• _Work task_: Find where "Can you find the wooden siding" appears in the entries below. That line and all lines after it, through the last, are to be duplicated exactly, with nothing else.

== Segment start ==

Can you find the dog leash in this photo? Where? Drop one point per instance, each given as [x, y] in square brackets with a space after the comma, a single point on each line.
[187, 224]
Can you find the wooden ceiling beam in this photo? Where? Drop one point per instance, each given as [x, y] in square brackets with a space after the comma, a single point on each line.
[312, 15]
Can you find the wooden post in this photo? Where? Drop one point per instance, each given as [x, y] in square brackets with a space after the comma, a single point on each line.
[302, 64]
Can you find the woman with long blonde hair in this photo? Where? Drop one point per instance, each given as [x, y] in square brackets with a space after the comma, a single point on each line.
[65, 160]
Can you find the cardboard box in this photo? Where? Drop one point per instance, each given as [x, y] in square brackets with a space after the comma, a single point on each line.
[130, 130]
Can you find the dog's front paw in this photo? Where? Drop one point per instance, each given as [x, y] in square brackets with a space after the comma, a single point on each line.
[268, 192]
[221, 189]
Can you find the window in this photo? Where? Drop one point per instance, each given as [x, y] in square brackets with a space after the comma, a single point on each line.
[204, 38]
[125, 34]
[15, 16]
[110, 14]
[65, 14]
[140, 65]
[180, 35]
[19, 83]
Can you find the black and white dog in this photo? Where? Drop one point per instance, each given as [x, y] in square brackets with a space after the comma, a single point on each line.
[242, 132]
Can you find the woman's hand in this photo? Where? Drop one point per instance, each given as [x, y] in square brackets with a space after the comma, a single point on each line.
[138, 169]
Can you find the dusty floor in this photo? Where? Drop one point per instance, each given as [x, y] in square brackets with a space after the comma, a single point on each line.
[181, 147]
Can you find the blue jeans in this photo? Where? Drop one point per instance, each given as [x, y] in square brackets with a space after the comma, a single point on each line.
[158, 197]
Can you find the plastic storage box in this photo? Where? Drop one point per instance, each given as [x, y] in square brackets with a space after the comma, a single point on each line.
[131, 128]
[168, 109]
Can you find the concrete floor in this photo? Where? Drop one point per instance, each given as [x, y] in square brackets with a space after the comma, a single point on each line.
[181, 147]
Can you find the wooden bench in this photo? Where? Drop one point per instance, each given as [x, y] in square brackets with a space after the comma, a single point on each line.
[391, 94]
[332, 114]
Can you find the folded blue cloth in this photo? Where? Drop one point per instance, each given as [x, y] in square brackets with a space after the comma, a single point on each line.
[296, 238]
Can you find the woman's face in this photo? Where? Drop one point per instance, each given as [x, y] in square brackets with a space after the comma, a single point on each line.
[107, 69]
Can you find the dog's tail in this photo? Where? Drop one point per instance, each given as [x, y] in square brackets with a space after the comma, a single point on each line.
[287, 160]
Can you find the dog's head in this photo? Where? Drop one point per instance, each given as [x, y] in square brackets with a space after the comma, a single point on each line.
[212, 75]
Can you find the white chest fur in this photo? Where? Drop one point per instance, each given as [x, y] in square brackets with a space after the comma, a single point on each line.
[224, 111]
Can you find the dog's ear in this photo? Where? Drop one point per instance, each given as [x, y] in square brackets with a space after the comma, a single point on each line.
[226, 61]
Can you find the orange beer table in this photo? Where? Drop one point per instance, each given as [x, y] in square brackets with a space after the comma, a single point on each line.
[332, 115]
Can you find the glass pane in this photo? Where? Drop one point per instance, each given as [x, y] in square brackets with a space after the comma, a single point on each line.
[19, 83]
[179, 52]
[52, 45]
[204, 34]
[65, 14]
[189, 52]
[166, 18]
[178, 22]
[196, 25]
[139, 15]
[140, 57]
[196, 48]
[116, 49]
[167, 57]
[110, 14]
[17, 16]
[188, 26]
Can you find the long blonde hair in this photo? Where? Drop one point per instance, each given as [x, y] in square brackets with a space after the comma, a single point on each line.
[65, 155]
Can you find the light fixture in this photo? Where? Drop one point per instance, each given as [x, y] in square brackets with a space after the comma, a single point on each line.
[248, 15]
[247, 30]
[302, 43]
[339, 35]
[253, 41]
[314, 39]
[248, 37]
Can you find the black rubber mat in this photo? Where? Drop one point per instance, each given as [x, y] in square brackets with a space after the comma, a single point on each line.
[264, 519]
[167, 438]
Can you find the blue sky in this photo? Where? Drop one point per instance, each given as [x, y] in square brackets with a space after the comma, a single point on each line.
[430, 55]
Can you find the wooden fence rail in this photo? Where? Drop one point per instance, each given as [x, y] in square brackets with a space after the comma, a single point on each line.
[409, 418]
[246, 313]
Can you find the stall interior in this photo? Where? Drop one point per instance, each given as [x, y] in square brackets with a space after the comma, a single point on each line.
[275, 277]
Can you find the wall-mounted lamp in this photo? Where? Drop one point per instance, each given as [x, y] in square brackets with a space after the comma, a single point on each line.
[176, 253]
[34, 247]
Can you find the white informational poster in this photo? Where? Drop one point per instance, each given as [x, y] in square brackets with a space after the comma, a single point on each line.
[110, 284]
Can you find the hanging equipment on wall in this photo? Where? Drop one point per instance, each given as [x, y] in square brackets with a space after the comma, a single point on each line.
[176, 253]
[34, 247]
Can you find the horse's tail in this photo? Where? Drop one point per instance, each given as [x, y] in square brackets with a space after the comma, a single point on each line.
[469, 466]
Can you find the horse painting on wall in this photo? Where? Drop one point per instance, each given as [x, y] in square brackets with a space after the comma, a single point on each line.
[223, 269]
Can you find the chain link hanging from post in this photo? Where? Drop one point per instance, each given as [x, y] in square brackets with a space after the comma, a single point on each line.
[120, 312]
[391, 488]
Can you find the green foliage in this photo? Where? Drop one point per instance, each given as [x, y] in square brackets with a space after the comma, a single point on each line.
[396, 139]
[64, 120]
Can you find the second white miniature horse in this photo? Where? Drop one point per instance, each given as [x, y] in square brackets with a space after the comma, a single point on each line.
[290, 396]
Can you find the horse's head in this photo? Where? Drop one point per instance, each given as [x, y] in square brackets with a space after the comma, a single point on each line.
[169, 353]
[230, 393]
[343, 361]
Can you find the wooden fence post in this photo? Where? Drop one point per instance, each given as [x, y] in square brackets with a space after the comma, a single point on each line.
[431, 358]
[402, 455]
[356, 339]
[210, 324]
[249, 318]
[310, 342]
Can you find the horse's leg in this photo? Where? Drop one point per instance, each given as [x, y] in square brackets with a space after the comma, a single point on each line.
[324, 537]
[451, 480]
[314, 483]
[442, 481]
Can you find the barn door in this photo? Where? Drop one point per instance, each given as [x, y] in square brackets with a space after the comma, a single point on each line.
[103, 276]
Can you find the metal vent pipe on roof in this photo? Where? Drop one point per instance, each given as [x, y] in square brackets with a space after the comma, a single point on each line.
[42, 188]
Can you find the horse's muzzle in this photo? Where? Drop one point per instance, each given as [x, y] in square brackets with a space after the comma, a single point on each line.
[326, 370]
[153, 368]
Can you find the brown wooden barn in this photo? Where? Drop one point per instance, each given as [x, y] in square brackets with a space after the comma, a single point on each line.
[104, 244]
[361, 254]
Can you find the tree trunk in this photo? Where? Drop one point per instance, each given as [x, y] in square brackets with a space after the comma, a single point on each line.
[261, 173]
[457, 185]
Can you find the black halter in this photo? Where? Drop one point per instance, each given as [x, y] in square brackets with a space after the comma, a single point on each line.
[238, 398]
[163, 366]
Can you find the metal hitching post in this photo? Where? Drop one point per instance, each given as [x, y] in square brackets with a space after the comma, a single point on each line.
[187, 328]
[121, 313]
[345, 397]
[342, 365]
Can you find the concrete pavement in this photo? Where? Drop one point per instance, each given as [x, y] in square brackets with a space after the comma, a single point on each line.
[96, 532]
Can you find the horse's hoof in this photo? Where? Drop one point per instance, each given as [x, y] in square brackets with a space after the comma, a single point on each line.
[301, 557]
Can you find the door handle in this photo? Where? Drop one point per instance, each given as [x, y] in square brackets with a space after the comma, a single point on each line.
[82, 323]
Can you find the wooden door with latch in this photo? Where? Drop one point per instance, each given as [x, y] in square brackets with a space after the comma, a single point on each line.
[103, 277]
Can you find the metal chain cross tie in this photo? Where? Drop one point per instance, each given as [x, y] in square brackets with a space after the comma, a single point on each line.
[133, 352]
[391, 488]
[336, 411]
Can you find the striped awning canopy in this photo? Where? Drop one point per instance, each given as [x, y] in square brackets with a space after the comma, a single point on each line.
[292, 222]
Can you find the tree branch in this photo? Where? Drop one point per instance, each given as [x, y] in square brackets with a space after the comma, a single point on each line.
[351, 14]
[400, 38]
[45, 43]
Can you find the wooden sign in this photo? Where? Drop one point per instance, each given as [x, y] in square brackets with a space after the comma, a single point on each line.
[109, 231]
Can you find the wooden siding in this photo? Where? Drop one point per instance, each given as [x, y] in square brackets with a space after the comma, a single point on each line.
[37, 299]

== Segment end ==

• _Expected output_:
Can you find the wooden siding in this photo? Where? Drop one point per instance, each given as [x, y] in square brackets with a space after the comma, a single point on each line.
[37, 299]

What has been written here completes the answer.